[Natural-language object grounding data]
+---+

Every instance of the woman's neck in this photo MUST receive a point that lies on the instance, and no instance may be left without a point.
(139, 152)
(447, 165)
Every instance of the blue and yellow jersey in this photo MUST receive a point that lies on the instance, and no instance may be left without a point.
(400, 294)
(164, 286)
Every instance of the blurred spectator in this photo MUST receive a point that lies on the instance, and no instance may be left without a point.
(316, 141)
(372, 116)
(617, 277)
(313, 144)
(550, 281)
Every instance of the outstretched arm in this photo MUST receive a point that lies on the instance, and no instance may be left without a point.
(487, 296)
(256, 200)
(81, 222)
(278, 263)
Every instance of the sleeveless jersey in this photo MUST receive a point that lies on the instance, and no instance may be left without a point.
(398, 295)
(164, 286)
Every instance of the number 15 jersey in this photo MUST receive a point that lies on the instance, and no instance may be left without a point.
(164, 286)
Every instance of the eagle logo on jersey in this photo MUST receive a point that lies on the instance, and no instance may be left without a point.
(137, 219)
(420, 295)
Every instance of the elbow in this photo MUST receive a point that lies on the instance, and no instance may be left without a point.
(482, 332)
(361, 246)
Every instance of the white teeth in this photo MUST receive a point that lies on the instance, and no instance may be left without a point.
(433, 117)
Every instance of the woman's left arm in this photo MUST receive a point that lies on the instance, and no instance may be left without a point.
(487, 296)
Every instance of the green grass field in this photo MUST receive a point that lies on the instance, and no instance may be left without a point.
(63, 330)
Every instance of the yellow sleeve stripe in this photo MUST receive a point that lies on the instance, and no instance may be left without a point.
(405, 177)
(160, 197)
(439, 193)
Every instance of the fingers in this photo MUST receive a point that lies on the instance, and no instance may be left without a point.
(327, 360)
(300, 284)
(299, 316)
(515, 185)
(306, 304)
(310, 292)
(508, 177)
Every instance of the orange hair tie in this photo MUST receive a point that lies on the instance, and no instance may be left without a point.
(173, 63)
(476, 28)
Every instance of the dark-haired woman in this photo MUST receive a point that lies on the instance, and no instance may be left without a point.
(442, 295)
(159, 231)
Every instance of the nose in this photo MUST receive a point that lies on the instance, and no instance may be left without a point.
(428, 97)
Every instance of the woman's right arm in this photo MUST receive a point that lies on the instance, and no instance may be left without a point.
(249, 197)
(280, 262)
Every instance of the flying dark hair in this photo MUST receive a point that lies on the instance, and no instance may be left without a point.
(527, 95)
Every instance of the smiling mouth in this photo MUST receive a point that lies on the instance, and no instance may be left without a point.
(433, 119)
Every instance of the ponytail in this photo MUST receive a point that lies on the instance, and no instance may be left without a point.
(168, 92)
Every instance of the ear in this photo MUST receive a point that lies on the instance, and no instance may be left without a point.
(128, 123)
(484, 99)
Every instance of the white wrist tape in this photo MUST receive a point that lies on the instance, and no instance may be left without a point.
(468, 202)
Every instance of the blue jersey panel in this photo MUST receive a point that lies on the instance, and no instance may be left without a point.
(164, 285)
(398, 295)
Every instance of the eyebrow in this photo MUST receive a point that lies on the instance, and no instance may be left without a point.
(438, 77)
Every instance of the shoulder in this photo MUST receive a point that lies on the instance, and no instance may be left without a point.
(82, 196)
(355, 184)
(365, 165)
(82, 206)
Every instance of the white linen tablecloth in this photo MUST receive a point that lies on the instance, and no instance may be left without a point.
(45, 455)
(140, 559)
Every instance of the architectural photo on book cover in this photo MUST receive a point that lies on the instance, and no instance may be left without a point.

+---+

-- AIM OF THE EXERCISE --
The answer must reproduce every record exactly.

-- WORKED SOLUTION --
Every instance of the woman's neck in this photo MUST receive a point that lies on the instance, and no instance may be left without a point.
(139, 152)
(447, 165)
Every instance of the blue and yellow jersey in this photo MUST receive a point that lies on the instance, and no instance may be left without a point.
(400, 294)
(164, 286)
Every instance of the blurred spectator in this photo MUST receive a point that lies on the instance, and no instance may be left without a point.
(316, 141)
(372, 116)
(617, 277)
(313, 144)
(550, 281)
Every instance of the outstretched arm in this photo MUST receive a point that lies on the instance, and no instance may be left without a point.
(487, 296)
(256, 200)
(81, 222)
(278, 263)
Every instance of the sleeveless jersey in this photo MUST receive a point that lies on the instance, and no instance may be left without a point.
(398, 295)
(164, 286)
Every instance of the number 15 jersey in this photo MUST receive a point that lies on the instance, and no instance may be left without a point.
(164, 286)
Every instance of the eagle logo on jersey in this photo MUST receive a point that lies on the instance, and no instance may be left without a point.
(137, 219)
(420, 295)
Every instance of the elbow in this photo MUST receive a point that lies on the instance, and no instance may be left without a point.
(482, 332)
(361, 246)
Every instance of the white teeth in this photo MUST receive a point that lies on the instance, and no instance may be left without a point.
(433, 117)
Every instance of the woman's left arm in this photo MUST receive a point that lies on the instance, and no instance may be left without a point.
(487, 296)
Every instance of the green grass field in this photo MUST receive a point that lies on the instance, and no instance may be left without a point.
(63, 330)
Every instance of the yellow sleeve stripe in this photo MUST receive a point that lies on the instance, and no instance may be left without a point.
(405, 177)
(160, 197)
(439, 193)
Every instance of the fingers in this photo MUST receive a point that lies on the instance, and no instance may be left without a point.
(327, 360)
(300, 284)
(299, 316)
(515, 185)
(306, 304)
(310, 292)
(508, 177)
Every instance of the orange hair tie in this photo MUST receive a point that lies on the instance, and no instance may be left without a point.
(173, 63)
(476, 28)
Every instance of the dark-haired woman in this photo MUST receive a point that lies on the instance, and no instance may be left without a point.
(442, 295)
(159, 231)
Every instance of the nose in this photo MUST receive a point that lies on the instance, and no instance may be left without a point.
(428, 97)
Every instance of the woman's right arm in this photo MUST receive a point that lies on the instance, and no instance may be left without a point.
(249, 197)
(280, 262)
Every instance of the flying dark hair in this photo MUST receive a point that lies on the instance, and no instance may be left without a point.
(527, 95)
Every instance of the smiling mouth in this photo MUST receive a point that lies on the instance, and no instance may be left without a point.
(433, 119)
Every instance of the ponytail in this photo MUST receive a point that lies on the instance, and no instance may be left without a point.
(168, 92)
Every instance of the ear in this photo MUST receive a point that lies on the instance, and no instance may be left without a point.
(128, 123)
(484, 99)
Every instance of the white wrist tape in this photo MUST receive a point that lies on the instance, and no instance may be left without a point.
(468, 202)
Every instance of the blue jersey panel in this photo MUST receive a point that lies on the instance, and no instance may be left without a point.
(164, 285)
(398, 295)
Every instance of the eyebrow in this photo MUST receive a point that lies on the instance, and no instance may be left without a point.
(438, 77)
Every instance of the shoulder in this photo MUST receive a point that lies on the instance, and no instance may be left without a point.
(82, 196)
(355, 184)
(365, 165)
(82, 206)
Every instance of the white linen tablecloth in this photo MUST receive a point that lies on the instance, and no instance may be left without a point.
(45, 455)
(140, 559)
Every instance of the architectural photo on book cover in this photo MUST receive a point that lies on the instance, and no instance may be left without a point.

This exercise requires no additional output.